◆ Prompt A ◆
In the forum discussion about probabilistic theories, translate this sentence into Spanish: "Quantum Mechanics and Statistical Mechanics clearly are predictive."
◆ Prompt B ◆
Carry the forum discussion about probabilistic theories forward from its final sentence.

◆ Page extract ◆
Let me reiterate this. This two evolution issue occurs in any probabilistic theory, so this is really just a problem with probabilistic theories is it not?

That's what I think I've said about 5 times now. It's not specific to QM - any theory with two forms of evolution which can't be reconciled into one seems obviously self-contradictory because you get different results depending on which form of evolution you apply. So I don't see how such theories even make predictions.
 
  • #137
akvadrako said:
That's what I think I've said about 5 times now. It's not specific to QM - any theory with two forms of evolution which can't be reconciled into one seems obviously self-contradictory because you get different results depending on which form of evolution you apply. So I don't see how such theories even make predictions.
You might have said it a lot but you haven't really shown the contradiction or how these theories are not predictive. Quantum Mechanics and Statistical Mechanics clearly are predictive. Could you give an example of such a contradiction in a specific scenario?

If it's easier just show the contradiction in a classical statistical model like any kind of Stochastic process. You're claiming a contradiction in abstract. Please provide a concrete example.
 
  • #138
Minnesota Joe said:
Yeah, I have to remain agnostic about whether or not it is circular, given what we discussed earlier, until I know more. I should probably read his paper, because he certainly didn't go into any detail in his book. I think he ought to have mentioned it, frankly. All I was arguing is that, given that he believes it at least I understand his project better.

He claims to do it without density matrices too:
I'd have a read of the papers of Kent and Vaidman (one a critic of MWI, the other a proponent) which for similar reasons find Carroll's derivation flawed.

◆ Data records ◆

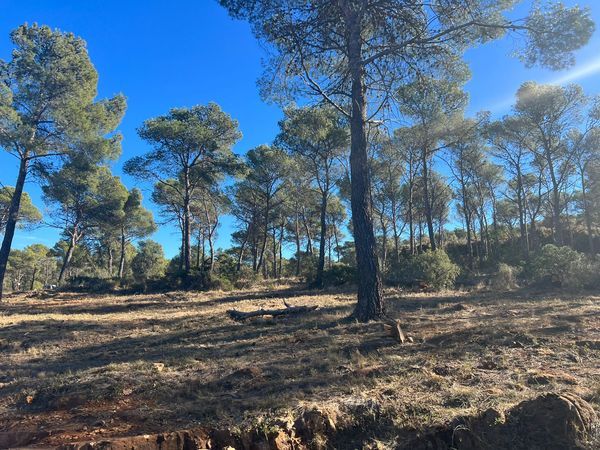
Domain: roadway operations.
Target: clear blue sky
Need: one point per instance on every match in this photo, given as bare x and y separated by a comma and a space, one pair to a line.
171, 54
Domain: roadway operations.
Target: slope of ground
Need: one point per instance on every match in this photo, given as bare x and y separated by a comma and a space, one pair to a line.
81, 367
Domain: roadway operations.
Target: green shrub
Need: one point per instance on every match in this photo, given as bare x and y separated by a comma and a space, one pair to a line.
433, 269
93, 284
218, 283
505, 277
557, 265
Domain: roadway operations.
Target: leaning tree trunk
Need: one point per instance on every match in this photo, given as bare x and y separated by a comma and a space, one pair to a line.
297, 239
68, 255
11, 223
587, 215
370, 299
428, 202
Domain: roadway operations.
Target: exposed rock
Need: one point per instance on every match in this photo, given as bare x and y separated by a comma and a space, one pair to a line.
547, 422
10, 439
552, 421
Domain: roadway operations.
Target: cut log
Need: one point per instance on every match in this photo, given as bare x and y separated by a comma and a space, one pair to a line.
240, 316
394, 330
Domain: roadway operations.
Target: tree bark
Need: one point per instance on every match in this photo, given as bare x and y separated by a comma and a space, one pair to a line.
321, 264
370, 303
428, 208
68, 255
13, 217
187, 249
587, 215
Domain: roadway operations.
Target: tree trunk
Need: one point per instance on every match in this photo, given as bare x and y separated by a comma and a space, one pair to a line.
265, 234
13, 216
68, 255
556, 224
370, 303
428, 202
586, 212
33, 278
187, 249
110, 261
297, 238
322, 243
211, 252
524, 238
242, 248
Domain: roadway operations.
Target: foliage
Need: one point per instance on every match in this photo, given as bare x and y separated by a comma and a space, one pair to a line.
564, 266
84, 283
339, 275
191, 151
505, 277
149, 262
48, 111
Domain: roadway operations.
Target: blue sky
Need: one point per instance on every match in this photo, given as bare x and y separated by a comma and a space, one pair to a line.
187, 52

◆ Expected answer A ◆
La mecánica cuántica y la mecánica estadística son claramente predictivas.

◆ Expected answer B ◆
https://arxiv.org/abs/1408.1944http://philsci-archive.pitt.edu/14389/
 
  • #139
akvadrako said:
It's not specific to QM - any theory with two forms of evolution which can't be reconciled into one seems obviously self-contradictory because you get different results depending on which form of evolution you apply.
But there is no contradiction in QM: Unitary evolution applies only to isolated systems, and Born's rule (with some form of collapse) only to measured systems. The latter are clearly not isolated. Thus the two forms of evolution apply to disjoint contexts. How could they ever be contradictory?
 
  • #140
A. Neumaier said:
But there is no contradiction in QM: Unitary evolution applies only to isolated systems, and Born's rule (with some form of collapse) only to measured systems. The latter are clearly not isolated. Thus the two forms of evolution apply to disjoint contexts. How could they ever be contradictory?

If there is a rule about when one can apply either form of evolution than it's fine. I'm saying there needs to be such a rule - it can't be a subjective thing.